Task prompt: Nothing but the lines from the top of the following entries through the line with "Query: dried flower bouquet" should be printed, exactly as they are.
== Segment start ==
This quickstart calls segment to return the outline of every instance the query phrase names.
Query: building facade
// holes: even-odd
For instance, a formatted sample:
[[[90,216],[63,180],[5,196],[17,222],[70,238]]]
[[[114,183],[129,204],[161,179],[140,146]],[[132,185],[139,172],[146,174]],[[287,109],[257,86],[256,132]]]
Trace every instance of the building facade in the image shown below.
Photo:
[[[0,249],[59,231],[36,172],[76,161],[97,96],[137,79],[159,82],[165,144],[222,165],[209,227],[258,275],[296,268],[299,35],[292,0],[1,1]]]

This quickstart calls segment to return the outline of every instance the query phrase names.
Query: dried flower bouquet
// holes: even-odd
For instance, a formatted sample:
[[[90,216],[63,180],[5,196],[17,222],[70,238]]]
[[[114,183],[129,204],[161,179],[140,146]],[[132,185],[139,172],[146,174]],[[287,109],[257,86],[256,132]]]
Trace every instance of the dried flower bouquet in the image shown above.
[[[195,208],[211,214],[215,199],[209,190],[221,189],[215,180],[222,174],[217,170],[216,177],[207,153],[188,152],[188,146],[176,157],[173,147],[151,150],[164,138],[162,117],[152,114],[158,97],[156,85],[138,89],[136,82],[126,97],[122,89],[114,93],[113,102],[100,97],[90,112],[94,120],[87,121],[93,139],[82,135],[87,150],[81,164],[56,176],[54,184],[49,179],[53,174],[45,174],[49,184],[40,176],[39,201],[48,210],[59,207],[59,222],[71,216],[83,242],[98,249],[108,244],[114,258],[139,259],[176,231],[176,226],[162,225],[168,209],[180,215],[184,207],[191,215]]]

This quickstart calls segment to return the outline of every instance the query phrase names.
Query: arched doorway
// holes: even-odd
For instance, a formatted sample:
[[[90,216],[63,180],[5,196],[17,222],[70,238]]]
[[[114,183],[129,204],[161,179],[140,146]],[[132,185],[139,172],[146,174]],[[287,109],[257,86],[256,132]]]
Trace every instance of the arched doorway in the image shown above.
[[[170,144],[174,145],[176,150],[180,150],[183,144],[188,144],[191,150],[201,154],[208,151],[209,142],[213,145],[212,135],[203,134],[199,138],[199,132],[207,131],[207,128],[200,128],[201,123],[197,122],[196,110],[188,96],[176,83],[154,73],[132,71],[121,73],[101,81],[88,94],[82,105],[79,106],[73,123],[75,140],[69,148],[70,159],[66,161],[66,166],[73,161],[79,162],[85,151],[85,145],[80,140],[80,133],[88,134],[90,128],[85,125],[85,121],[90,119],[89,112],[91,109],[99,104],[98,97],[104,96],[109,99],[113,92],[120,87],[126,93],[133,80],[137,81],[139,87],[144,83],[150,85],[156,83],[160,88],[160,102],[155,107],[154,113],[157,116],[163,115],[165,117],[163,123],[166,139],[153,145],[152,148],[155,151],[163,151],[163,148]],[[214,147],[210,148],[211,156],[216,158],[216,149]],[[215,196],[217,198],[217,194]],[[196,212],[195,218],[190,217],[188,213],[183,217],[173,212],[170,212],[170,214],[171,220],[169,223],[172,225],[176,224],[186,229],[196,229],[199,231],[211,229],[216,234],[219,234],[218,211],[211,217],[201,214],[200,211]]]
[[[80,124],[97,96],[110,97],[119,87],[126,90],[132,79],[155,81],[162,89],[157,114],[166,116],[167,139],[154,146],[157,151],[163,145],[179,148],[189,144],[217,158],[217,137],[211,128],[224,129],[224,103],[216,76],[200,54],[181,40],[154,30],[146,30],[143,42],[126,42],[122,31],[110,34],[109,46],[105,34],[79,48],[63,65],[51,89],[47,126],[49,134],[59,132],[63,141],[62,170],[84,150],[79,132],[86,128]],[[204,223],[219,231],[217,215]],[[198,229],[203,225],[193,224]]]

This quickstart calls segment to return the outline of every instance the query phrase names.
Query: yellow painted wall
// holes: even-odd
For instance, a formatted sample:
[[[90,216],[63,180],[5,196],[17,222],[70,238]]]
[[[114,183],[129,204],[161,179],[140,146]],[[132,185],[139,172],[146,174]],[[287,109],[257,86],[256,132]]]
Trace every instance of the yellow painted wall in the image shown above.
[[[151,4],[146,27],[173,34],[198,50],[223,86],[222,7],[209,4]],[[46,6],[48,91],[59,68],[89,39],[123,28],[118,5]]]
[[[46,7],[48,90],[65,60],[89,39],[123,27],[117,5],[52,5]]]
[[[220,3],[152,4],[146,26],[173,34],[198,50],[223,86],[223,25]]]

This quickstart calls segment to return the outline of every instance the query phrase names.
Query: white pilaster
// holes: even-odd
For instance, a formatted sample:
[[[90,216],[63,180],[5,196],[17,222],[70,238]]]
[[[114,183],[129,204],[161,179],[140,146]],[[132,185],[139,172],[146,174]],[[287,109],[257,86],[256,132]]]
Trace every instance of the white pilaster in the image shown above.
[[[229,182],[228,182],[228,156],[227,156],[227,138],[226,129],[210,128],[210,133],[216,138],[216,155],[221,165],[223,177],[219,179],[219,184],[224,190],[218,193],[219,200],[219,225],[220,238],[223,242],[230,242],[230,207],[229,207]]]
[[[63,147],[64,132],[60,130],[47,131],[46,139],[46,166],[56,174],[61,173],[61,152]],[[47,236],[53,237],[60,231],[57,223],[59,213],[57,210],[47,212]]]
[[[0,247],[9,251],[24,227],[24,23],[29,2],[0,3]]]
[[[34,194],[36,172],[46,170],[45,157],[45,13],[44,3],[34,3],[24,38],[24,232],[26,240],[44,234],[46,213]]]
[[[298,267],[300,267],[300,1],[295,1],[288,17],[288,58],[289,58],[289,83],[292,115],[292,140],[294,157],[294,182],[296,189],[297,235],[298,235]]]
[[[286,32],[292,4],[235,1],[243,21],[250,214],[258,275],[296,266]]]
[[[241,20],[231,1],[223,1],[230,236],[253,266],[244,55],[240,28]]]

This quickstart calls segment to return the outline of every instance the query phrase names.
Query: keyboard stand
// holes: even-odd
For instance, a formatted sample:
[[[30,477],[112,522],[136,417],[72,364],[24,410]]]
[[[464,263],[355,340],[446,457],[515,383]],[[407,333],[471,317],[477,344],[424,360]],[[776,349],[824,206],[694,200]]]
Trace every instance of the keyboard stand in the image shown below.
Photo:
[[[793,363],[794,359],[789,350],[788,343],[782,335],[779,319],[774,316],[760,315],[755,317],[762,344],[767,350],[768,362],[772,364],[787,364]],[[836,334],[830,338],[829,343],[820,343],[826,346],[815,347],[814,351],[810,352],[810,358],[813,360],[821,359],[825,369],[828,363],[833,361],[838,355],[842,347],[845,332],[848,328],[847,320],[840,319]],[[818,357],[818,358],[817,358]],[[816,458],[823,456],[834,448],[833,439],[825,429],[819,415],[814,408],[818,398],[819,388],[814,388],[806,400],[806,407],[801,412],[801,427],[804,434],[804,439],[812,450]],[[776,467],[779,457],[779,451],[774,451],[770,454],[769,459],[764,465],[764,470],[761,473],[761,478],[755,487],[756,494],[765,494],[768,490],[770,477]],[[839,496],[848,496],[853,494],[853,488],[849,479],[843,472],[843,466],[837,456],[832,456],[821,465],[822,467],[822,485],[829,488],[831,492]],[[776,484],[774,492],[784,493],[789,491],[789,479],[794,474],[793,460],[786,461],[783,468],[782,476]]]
== Segment end ==
Exercise answer:
This quickstart calls segment to return the outline of every instance the query phrase names.
Query: building facade
// holes: even-odd
For instance, a formatted sample:
[[[90,216],[63,180],[5,196],[17,222],[70,238]]]
[[[114,183],[129,204],[161,179],[140,146]],[[132,185],[139,172],[146,174]],[[287,109],[257,86],[256,132]]]
Trace every instance of the building facade in the image shown below.
Photo:
[[[0,249],[59,231],[36,172],[76,161],[97,96],[137,79],[159,82],[165,144],[222,165],[209,227],[258,275],[296,268],[299,35],[292,0],[1,1]]]

This quickstart calls segment to return the outline of every instance the query phrase names.
Query: dried flower bouquet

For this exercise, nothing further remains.